**CONSEGNA A:** Tra le voci, riscrivi il tratto che va dalla riga contenente "for terracotta pot." fino a quella contenente "22,224,30,233", entrambe incluse, aumentando di 44 ogni numero delle coordinate nelle risposte. Riporta anche le righe di richiesta, lasciando invariati il loro testo e i numeri di esempio.

**BRANO DEL DOCUMENTO:**
**********

Anche il ricorso al principio del merito, di per sé grandemente attraente, a cui ricorrere per porre rimedio alla grande fuga, ha finito per avere una lettura assolutamente distorta in ambito pubblico. Nel mercato privato il merito è il presupposto alla base del quale sottostà il valore della forza lavoro; è quello che alimenta la competitività e la concorrenza; insomma, è ciò che spinge il datore di lavoro a mettere in campo strategie di retention per ridurre le fuoriuscite; invece, in ambito pubblico – il merito – viene sbandierato come uno strumento di valutazione a disposizione del Megadirettore Galattico Duca Conte Balabam in prestito alla PA. Da fine necessario a qualificare il valore pubblico diventa tautologicamente il mezzo palese per perimetrare quell’enclave di dipendenti più appetibili per il mercato pubblico di serie A o direttamente quello privato. Un mercato pubblico del lavoro fortemente differenziato che vede già nelle retribuzioni complessive medie elementi di evidente disparità e quindi concorrenzialità interna prima ancora che esterna.

**********

**CONSEGNA B:** Secondo il brano sul merito nella pubblica amministrazione, che cosa spinge il datore di lavoro privato a mettere in campo strategie di retention?

**Voci da un dataset di annotazione:**
**********

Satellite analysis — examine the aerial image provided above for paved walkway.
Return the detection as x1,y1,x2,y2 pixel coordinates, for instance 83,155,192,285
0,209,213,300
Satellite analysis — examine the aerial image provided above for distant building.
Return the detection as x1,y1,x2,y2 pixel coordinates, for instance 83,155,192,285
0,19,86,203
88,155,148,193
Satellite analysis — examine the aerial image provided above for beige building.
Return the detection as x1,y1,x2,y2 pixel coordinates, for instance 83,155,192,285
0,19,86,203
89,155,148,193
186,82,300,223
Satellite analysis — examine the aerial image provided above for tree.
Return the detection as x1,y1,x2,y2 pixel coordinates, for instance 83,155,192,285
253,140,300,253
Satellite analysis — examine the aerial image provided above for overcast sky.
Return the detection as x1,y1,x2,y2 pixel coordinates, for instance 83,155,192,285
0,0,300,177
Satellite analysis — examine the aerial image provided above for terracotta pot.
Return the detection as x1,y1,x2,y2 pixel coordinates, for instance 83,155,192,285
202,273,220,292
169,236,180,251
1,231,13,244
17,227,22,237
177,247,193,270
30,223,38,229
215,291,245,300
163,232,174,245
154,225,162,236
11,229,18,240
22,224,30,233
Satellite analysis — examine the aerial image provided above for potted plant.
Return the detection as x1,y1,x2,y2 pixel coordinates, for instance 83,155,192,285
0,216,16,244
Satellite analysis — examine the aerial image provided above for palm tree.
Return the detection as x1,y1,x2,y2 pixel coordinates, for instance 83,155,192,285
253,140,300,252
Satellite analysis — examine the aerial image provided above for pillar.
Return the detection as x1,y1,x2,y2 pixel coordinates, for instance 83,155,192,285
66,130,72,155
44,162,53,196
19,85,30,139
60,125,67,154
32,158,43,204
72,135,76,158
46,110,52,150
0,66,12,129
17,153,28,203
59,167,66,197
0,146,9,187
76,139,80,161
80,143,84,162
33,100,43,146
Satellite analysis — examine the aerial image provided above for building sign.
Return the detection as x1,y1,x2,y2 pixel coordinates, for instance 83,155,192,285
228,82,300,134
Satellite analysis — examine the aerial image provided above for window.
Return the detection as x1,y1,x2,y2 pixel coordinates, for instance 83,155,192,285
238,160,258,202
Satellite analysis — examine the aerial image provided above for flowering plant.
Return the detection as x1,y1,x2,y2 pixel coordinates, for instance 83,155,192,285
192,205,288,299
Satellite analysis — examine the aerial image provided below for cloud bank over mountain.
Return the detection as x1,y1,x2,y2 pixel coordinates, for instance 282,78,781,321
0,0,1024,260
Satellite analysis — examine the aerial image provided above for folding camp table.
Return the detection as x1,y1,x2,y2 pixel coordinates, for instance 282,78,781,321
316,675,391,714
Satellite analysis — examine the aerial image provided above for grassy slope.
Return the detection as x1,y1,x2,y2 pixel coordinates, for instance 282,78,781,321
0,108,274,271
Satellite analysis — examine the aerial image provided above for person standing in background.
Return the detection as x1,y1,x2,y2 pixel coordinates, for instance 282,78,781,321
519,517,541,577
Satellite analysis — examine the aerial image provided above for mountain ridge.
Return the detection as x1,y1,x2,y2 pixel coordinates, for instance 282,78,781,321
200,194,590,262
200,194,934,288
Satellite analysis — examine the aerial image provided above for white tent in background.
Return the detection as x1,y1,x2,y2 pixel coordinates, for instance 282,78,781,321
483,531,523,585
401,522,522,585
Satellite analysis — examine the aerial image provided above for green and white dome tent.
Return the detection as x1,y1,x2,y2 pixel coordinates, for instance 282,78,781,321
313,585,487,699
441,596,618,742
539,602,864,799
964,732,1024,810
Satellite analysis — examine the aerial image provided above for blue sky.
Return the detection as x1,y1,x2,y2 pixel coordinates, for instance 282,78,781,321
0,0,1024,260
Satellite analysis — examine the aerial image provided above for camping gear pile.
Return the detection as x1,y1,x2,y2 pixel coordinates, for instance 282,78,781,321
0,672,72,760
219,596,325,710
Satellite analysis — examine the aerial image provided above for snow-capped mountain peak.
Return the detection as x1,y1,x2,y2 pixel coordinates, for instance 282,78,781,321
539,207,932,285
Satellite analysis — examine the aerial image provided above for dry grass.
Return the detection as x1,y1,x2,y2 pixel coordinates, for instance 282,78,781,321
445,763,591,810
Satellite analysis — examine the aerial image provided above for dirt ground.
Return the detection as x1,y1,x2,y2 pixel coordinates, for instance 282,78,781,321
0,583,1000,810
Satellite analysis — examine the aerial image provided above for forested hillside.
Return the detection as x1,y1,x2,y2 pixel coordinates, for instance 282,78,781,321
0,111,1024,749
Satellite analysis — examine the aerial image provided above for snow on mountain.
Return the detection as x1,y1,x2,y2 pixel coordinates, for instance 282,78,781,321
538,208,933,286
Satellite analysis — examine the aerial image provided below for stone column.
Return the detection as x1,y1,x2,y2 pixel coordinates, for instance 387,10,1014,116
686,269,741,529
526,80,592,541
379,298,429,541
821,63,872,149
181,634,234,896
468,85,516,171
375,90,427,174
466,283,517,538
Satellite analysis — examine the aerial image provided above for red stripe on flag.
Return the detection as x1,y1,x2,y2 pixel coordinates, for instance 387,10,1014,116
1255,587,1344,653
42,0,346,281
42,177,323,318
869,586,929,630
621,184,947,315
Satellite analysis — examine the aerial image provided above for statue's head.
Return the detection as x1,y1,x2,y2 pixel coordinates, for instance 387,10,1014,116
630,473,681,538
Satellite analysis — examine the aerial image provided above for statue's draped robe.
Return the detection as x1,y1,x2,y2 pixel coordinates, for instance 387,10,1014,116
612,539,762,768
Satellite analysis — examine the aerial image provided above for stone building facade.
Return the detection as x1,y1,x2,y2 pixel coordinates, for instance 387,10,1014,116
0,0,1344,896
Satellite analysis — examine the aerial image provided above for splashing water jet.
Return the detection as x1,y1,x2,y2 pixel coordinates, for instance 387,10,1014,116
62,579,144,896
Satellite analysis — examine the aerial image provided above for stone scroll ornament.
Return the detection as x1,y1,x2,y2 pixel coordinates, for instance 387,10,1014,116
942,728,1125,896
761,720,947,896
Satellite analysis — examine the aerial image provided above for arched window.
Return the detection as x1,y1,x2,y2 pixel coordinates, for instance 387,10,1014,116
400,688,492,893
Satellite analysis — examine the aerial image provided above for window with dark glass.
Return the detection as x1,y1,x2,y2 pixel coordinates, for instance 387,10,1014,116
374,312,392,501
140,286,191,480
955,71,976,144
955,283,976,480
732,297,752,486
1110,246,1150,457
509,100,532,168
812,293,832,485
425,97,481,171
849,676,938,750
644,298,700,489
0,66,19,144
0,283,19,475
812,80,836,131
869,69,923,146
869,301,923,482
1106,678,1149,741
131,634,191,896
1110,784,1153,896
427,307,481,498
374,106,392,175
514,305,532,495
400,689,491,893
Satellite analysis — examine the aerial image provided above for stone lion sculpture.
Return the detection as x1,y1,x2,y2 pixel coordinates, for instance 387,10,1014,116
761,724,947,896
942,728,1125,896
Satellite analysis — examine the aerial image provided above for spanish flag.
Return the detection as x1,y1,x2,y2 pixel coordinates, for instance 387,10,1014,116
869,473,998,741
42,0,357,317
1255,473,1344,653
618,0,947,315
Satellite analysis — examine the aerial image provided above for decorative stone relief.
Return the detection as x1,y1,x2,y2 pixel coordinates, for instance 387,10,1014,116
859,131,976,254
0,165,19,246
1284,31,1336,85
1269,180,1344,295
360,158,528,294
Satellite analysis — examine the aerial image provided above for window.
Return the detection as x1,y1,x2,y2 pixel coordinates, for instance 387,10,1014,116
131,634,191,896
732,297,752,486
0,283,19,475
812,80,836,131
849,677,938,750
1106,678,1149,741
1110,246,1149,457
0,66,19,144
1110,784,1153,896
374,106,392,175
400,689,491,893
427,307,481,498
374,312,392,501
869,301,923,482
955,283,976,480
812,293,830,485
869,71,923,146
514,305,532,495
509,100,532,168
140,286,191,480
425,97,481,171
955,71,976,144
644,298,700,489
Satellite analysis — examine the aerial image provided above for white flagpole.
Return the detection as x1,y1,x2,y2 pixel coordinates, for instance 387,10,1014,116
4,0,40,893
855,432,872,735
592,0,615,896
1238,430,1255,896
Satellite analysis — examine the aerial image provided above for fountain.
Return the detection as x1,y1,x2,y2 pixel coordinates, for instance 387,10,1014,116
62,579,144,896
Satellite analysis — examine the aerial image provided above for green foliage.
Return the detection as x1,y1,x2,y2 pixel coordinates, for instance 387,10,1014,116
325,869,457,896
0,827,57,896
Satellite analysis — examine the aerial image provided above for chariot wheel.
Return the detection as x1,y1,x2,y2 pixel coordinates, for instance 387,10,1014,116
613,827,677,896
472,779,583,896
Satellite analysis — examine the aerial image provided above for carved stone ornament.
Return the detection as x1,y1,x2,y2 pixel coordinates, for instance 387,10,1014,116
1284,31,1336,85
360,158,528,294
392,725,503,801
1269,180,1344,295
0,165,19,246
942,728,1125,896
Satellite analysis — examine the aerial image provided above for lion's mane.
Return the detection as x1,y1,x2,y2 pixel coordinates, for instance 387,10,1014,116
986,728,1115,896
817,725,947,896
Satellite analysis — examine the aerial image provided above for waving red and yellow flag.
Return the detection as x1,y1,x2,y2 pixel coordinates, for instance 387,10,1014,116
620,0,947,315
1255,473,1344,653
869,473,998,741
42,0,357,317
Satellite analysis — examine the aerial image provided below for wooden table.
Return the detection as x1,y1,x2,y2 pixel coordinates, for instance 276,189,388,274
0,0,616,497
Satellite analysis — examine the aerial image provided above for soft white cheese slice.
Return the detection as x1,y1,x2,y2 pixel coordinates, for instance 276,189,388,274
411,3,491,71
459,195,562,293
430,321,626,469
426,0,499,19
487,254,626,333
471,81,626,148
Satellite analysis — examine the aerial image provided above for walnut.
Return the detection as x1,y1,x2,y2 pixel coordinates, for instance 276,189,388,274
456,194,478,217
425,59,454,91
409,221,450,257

**********

**RISULTATO ESERCIZIO A:**
Satellite analysis — examine the aerial image provided above for terracotta pot.
Return the detection as x1,y1,x2,y2 pixel coordinates, for instance 83,155,192,285
246,317,264,336
213,280,224,295
45,275,57,288
61,271,66,281
221,291,237,314
74,267,82,273
259,335,289,344
207,276,218,289
198,269,206,280
55,273,62,284
66,268,74,277

**RISULTATO ESERCIZIO B:** Il merito, con lo scopo di ridurre le fuoriuscite.